README.md filter-repo: partial repo filtering considerations 2019-05-30 22:07:48 -07:00

git filter-repo is a versatile tool for rewriting history, which includes capabilities I have not found anywhere else. It roughly falls into the same space of tool as git filter-branch but without the capitulation-inducing poor performance, and with a design that scales usability-wise beyond trivial rewriting cases.

While most users will probably just use filter-repo as a simple command line tool (and likely only use a few of its flags), at its core filter-repo contains a library for creating history rewriting tools. As such, users with specialized needs can leverage it to quickly create entirely new history rewriting tools.

filter-repo is a single-file python script, depending only on the python standard library (and execution of git commands), all of which is designed to make build/installation trivial: just copy it into your $PATH.

Table of Contents

Background

Why filter-repo instead of filter-branch?

filter-branch has a number of problems:

  • filter-branch is extremely to unusably slow (multiple orders of magnitude slower than it should be) for non-trivial repositories.

  • filter-branch made a number of usability choices that are okay for small repos, but these choices sometimes conflict as more options are combined, and the overall usability often causes difficulties for users trying to work with intermediate or larger repos.

  • filter-branch is missing some basic features.

The first two are intrinsic to filter-branch's design at this point and cannot be backward-compatibly fixed.

Example usage, comparing to filter-branch

Let's say that we want to extract a piece of a repository, with the intent on merging just that piece into some other bigger repo. For extraction, we want to:

  • extract the history of a single directory, src/. This means that only paths under src/ remain in the repo, and any commits that only touched paths outside this directory will be removed.
  • rename all files to have a new leading directory, my-module/ (e.g. so that src/foo.c becomes my-module/src/foo.c)
  • rename any tags in the extracted repository to have a 'my-module-' prefix (to avoid any conflicts when we later merge this repo into something else)

Doing this with filter-repo is as simple as the following command:

  git filter-repo --path src/ --to-subdirectory-filter my-module --tag-rename '':'my-module-'

(the single quotes are unnecessary, but make it clearer to a human that we are replacing the empty string as a prefix with my-module-)

== STATED EXERCISE A ==
List every command-line flag used in the example filter-repo command in the README.
The README above and the listing that follows are unrelated material.

== LISTED ENTRIES ==
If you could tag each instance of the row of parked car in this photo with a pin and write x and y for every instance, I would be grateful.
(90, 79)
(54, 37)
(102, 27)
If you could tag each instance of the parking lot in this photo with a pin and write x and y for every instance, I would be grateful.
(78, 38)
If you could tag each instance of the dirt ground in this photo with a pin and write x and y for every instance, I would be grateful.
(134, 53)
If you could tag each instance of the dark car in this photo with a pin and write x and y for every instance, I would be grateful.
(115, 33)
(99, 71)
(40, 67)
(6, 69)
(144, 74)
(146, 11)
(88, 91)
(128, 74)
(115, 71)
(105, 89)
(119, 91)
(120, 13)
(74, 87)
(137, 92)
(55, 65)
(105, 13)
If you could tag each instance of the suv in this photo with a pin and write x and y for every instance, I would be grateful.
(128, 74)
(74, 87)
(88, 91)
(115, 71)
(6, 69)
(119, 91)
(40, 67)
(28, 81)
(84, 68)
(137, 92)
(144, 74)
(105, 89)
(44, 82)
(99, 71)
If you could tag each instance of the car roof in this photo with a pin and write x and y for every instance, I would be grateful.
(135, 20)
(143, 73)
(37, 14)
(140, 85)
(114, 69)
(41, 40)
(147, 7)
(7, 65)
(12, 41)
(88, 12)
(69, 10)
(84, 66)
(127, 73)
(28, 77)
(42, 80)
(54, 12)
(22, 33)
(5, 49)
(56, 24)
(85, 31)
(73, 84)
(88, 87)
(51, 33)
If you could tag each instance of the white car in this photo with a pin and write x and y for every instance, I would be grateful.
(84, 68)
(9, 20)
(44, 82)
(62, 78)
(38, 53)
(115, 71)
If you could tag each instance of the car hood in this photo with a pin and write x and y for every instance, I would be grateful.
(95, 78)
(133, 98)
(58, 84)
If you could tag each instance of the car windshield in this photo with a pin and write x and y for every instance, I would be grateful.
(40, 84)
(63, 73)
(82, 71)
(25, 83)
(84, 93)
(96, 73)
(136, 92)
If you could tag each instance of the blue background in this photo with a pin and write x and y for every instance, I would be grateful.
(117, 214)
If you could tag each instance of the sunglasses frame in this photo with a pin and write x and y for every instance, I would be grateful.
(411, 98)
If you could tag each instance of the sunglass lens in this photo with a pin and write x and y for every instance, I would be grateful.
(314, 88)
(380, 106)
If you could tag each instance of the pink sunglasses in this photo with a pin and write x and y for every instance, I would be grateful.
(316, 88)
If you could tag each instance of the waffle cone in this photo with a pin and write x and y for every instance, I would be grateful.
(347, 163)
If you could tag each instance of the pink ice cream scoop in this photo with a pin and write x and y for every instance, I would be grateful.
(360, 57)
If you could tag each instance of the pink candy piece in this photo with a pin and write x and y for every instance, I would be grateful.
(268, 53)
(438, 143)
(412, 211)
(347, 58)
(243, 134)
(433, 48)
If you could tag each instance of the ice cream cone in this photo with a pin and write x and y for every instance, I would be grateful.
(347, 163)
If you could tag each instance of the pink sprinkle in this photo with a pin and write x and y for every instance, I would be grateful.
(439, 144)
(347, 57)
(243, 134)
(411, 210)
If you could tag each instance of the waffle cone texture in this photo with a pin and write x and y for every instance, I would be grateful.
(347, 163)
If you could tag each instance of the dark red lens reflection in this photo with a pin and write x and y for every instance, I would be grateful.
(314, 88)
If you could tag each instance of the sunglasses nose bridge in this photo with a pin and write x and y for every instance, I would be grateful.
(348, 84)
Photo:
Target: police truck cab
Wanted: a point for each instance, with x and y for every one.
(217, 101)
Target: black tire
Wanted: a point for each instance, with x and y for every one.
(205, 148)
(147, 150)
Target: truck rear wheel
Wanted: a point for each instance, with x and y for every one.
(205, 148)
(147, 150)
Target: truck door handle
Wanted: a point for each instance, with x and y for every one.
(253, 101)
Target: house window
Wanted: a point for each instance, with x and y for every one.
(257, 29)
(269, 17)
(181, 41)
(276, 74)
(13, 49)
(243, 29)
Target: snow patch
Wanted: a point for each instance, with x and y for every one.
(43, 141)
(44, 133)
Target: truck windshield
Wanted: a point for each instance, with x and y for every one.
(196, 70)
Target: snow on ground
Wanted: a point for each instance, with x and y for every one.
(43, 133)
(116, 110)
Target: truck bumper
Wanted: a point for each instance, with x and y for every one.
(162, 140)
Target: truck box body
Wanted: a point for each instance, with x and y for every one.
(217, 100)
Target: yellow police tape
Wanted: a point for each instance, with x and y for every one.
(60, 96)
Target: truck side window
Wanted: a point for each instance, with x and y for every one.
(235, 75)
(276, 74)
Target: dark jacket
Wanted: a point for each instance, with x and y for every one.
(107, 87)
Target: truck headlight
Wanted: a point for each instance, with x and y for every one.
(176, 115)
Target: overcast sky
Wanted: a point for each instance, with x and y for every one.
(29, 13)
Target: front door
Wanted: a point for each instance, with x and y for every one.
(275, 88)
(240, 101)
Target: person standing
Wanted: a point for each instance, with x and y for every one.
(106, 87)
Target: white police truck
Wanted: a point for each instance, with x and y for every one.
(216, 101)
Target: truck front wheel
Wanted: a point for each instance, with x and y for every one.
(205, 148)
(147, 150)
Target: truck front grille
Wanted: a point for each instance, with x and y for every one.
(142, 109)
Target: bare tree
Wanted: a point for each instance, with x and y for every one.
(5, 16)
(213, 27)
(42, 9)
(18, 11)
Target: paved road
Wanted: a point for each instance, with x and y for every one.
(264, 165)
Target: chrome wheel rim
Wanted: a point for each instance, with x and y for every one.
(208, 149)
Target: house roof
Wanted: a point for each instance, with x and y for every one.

== STATED EXERCISE B ==
Gather every line in the listing that contains the string "truck". Case counts.

== CORRECT RESULT A ==
--path
--to-subdirectory-filter
--tag-rename

== CORRECT RESULT B ==
Target: police truck cab
Target: truck rear wheel
Target: truck door handle
Target: truck windshield
Target: truck bumper
Target: truck box body
Target: truck side window
Target: truck headlight
Target: white police truck
Target: truck front wheel
Target: truck front grille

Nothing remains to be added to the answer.